*** Begin section ***

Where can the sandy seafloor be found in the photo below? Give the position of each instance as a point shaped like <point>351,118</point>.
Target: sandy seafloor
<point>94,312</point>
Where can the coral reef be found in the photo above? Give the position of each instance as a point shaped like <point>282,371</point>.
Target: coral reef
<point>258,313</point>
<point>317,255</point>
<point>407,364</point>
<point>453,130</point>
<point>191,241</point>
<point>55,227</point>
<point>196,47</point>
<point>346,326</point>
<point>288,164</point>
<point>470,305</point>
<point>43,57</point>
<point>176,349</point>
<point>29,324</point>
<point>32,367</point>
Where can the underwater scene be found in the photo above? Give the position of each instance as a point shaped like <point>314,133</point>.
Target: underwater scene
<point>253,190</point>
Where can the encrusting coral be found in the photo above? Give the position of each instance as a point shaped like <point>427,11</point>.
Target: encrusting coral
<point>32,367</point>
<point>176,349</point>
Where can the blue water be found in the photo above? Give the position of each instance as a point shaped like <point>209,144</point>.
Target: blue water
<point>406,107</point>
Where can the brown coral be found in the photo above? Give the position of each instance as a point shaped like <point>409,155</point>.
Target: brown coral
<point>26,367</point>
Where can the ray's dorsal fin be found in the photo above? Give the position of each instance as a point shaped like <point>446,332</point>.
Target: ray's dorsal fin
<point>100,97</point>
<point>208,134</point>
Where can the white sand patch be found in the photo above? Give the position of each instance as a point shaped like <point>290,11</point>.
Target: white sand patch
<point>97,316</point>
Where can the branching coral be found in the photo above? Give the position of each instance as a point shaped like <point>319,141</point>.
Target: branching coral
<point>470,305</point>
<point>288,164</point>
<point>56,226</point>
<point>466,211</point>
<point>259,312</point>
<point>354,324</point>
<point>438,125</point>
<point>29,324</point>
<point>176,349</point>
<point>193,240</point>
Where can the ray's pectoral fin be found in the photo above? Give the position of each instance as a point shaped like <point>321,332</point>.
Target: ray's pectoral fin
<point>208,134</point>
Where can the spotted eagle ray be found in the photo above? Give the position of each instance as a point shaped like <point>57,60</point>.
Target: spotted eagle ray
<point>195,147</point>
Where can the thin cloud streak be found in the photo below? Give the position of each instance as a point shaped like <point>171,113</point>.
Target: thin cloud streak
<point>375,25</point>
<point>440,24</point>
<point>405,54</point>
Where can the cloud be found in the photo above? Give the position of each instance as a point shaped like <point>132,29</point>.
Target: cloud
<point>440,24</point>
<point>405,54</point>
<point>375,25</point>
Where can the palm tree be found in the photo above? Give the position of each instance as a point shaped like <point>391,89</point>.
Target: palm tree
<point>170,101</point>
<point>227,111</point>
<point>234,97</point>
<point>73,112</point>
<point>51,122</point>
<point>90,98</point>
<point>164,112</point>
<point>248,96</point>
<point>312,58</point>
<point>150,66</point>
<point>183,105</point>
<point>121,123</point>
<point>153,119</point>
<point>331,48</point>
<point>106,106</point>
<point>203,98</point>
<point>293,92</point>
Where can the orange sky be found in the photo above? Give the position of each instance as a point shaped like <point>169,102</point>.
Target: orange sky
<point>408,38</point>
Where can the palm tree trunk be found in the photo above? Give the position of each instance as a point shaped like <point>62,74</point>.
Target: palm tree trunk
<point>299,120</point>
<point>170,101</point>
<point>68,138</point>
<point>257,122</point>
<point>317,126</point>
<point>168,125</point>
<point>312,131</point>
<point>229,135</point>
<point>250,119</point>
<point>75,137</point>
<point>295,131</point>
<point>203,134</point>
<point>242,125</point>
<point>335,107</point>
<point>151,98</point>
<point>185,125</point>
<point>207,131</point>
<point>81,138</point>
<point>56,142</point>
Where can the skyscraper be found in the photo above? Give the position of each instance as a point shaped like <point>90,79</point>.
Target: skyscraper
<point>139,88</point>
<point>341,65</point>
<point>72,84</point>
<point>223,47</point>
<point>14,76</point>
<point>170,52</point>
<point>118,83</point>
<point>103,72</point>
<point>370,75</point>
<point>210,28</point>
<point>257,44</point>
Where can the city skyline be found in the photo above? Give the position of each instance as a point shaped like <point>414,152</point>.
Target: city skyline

*** End section ***

Exercise details:
Would you please write out the entire listing exactly?

Task answer:
Where can the sandy seafloor be found in the photo below? Give the position of each instance as a point shaped like <point>351,118</point>.
Target: sandy seafloor
<point>94,312</point>
Where can the coral reef be found in the photo above? Give the position of each instance as a point shaped like <point>282,371</point>.
Target: coral reef
<point>258,313</point>
<point>317,255</point>
<point>407,364</point>
<point>453,130</point>
<point>191,241</point>
<point>55,227</point>
<point>196,47</point>
<point>346,326</point>
<point>288,164</point>
<point>470,305</point>
<point>43,57</point>
<point>176,349</point>
<point>29,324</point>
<point>32,367</point>
Where can the underwater scene be found in the photo above? Give the position of each instance as a point shaped like <point>314,133</point>.
Target: underwater scene
<point>253,190</point>
Where can the encrusting coral be found in the photo above? Give the position of each instance as a point shaped like <point>427,11</point>.
Target: encrusting coral
<point>32,367</point>
<point>176,349</point>
Where can the blue water be found in the photo above? Give the position of each instance as a point shaped like <point>209,144</point>.
Target: blue water
<point>406,107</point>
Where can the brown coral be found in the photo above? Give the position of each instance as a point shaped like <point>409,155</point>.
Target: brown coral
<point>26,367</point>
Where can the ray's dorsal fin be found in the photo above? Give the position of each instance as a point shaped like <point>446,332</point>.
Target: ray's dorsal fin
<point>100,97</point>
<point>208,134</point>
Where can the white sand patch be found in the photo above? Give the position of each instance as a point shaped like <point>290,11</point>.
Target: white sand patch
<point>97,316</point>
Where can the branching coral be found in the photo above? Give the position of each instance as a point shaped like <point>319,141</point>.
Target: branching coral
<point>470,305</point>
<point>288,164</point>
<point>56,226</point>
<point>466,211</point>
<point>259,312</point>
<point>354,324</point>
<point>438,125</point>
<point>29,324</point>
<point>176,349</point>
<point>193,240</point>
Where can the ray's pectoral fin be found in the photo above? Give the position of each instance as a point shaped like <point>321,332</point>.
Target: ray's pectoral fin
<point>208,134</point>
Where can the spotted eagle ray be found in the photo above? Give the position of each instance as a point shaped like <point>57,60</point>.
Target: spotted eagle ray
<point>195,147</point>
Where can the thin cloud streak be found in the photo below? Give the position of each instance as a point shaped like <point>171,113</point>.
Target: thin cloud streak
<point>375,25</point>
<point>440,24</point>
<point>405,54</point>
Where can the cloud be found in the photo above? Give the position of each instance as a point shaped like <point>132,29</point>.
Target: cloud
<point>440,24</point>
<point>405,54</point>
<point>375,25</point>
Where can the palm tree be found in the photo above? Give the position of each instance as a point shaped like <point>391,89</point>.
Target: palm tree
<point>170,101</point>
<point>227,111</point>
<point>234,97</point>
<point>73,112</point>
<point>51,122</point>
<point>90,98</point>
<point>164,112</point>
<point>248,96</point>
<point>312,58</point>
<point>150,66</point>
<point>183,105</point>
<point>121,123</point>
<point>153,119</point>
<point>331,48</point>
<point>106,106</point>
<point>203,98</point>
<point>293,92</point>
Where can the orange sky be found in the photo above? Give the position of each instance as a point shaped like <point>169,102</point>.
Target: orange sky
<point>408,38</point>
Where can the palm tree trunk be found in the photo above? Give the position of each instance as a point shaped like <point>62,74</point>.
Target: palm tree trunk
<point>299,120</point>
<point>170,101</point>
<point>68,138</point>
<point>257,122</point>
<point>317,126</point>
<point>168,125</point>
<point>312,131</point>
<point>229,135</point>
<point>250,119</point>
<point>75,137</point>
<point>295,131</point>
<point>203,134</point>
<point>242,125</point>
<point>335,107</point>
<point>151,98</point>
<point>185,125</point>
<point>207,131</point>
<point>81,138</point>
<point>56,142</point>
Where can the skyscraper be found in the photo above? Give the position of each instance as a point shaped like <point>90,79</point>.
Target: skyscraper
<point>139,88</point>
<point>341,65</point>
<point>72,84</point>
<point>223,47</point>
<point>14,76</point>
<point>170,52</point>
<point>118,83</point>
<point>103,72</point>
<point>370,75</point>
<point>210,28</point>
<point>257,44</point>
Where can the city skyline be found in the photo above? Give the position of each instance as a point shaped like <point>414,152</point>.
Target: city skyline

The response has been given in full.